■ **What to produce**
Return each line from the entries below that contains the string "striped". Case counts.

■ **Excerpted data**
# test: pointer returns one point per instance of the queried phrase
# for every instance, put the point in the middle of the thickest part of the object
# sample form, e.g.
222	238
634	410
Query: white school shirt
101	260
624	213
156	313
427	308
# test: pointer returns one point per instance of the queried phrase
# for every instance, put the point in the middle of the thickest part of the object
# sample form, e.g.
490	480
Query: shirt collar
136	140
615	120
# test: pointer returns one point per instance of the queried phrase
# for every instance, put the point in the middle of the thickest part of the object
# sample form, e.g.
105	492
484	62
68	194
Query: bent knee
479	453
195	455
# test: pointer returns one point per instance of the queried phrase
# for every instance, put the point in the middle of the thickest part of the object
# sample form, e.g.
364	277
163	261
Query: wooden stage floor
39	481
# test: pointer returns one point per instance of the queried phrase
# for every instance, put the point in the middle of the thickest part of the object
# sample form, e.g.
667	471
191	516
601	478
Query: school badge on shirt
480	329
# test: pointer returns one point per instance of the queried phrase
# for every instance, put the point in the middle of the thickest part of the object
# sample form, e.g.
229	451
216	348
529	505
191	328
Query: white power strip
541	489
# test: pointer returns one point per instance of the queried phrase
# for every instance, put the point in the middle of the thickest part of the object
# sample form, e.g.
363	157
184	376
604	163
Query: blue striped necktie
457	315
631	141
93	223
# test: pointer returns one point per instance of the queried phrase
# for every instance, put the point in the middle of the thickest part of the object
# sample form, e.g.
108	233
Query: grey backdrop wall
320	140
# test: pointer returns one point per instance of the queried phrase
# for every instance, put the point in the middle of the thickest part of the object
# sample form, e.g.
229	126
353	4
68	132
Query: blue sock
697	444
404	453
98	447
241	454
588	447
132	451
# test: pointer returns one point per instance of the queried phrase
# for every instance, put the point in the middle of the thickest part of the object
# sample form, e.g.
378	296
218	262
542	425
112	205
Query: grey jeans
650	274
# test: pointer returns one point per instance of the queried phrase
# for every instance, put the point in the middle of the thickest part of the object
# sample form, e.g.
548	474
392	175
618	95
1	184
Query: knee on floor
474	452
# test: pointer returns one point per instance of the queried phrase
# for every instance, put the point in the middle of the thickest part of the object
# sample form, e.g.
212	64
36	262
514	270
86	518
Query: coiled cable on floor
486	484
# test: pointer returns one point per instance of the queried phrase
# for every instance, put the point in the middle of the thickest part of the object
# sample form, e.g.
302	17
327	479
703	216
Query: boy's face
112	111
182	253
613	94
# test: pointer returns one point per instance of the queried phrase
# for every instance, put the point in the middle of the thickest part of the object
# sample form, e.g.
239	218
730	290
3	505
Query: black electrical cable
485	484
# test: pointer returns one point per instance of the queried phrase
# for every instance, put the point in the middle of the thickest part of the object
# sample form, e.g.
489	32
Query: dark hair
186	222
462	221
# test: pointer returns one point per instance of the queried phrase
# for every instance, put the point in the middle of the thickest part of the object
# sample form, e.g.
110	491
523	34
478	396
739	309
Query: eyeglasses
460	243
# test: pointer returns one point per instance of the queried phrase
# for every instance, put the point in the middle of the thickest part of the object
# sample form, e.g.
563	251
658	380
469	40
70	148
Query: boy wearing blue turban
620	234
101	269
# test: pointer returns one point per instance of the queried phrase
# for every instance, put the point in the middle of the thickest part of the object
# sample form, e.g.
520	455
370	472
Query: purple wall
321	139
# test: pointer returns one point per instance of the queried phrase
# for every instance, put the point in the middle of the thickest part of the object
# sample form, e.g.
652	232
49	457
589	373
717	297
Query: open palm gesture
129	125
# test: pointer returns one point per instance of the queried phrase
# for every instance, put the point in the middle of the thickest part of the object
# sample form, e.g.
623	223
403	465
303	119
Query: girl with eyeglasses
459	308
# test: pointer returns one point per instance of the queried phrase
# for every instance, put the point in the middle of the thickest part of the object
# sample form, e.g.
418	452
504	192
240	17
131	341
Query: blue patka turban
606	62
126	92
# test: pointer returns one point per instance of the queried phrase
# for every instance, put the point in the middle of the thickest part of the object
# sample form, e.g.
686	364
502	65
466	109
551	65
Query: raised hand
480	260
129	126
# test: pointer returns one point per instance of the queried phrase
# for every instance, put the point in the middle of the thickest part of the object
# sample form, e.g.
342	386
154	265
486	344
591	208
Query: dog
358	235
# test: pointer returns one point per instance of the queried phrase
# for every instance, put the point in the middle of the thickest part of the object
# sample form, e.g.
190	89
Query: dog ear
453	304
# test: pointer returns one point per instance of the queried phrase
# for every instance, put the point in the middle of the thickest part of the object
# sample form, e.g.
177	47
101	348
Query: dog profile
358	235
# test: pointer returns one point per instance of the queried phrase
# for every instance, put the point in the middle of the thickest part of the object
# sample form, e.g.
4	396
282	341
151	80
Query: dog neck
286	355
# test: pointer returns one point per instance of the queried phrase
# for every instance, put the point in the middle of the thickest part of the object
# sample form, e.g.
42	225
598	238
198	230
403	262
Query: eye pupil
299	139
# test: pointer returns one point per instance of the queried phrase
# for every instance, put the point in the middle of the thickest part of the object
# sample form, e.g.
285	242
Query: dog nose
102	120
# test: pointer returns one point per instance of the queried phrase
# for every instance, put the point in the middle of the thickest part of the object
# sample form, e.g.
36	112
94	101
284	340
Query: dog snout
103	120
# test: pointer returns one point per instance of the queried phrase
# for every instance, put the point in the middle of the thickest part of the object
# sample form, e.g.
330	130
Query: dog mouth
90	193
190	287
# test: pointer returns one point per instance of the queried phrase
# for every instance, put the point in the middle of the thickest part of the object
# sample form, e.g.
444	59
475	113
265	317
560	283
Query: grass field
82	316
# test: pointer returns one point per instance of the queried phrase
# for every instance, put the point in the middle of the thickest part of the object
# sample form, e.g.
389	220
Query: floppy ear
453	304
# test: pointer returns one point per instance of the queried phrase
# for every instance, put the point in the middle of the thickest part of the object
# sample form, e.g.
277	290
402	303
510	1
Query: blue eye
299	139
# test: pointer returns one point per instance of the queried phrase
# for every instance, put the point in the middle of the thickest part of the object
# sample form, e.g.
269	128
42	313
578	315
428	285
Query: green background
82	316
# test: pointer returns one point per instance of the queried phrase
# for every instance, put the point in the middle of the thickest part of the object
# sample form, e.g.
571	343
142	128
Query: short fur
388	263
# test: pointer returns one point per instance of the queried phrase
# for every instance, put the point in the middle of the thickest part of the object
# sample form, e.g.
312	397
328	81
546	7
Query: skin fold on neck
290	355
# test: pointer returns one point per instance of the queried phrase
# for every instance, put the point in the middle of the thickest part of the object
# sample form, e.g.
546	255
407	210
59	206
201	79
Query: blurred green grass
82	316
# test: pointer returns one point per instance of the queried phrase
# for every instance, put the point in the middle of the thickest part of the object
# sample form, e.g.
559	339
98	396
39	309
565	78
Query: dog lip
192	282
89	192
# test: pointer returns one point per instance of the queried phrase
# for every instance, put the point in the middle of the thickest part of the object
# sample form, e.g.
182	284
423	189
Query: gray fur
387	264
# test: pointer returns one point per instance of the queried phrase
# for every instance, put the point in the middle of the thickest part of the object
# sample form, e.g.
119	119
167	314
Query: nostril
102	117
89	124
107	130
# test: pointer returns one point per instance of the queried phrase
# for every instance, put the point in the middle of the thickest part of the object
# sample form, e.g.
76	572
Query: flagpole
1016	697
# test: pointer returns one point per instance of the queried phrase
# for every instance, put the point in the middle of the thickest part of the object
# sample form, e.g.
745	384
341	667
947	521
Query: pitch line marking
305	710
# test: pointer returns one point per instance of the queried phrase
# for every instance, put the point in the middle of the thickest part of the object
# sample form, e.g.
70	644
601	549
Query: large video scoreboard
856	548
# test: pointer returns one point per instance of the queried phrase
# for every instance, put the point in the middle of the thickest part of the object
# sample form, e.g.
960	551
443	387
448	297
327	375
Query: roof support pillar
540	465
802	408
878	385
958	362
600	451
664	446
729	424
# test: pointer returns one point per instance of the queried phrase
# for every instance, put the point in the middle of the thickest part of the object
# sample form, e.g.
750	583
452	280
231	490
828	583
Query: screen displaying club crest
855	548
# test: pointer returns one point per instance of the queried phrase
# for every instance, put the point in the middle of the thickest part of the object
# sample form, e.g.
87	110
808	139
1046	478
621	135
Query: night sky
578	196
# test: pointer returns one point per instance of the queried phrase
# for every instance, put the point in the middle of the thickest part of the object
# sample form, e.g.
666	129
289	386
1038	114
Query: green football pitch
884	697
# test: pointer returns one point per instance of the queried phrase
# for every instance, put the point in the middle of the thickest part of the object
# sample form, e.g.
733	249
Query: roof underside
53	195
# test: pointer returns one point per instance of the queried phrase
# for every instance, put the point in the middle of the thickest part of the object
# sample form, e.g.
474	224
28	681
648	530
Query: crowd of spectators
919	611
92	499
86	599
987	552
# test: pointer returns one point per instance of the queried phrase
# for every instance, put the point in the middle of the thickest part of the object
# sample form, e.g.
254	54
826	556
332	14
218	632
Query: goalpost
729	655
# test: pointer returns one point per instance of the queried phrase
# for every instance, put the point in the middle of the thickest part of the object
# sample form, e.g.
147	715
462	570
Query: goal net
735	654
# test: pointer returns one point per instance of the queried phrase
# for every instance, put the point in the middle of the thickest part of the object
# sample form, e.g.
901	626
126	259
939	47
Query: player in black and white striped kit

■ **The result**
Query: blue striped necktie
Query: player in black and white striped kit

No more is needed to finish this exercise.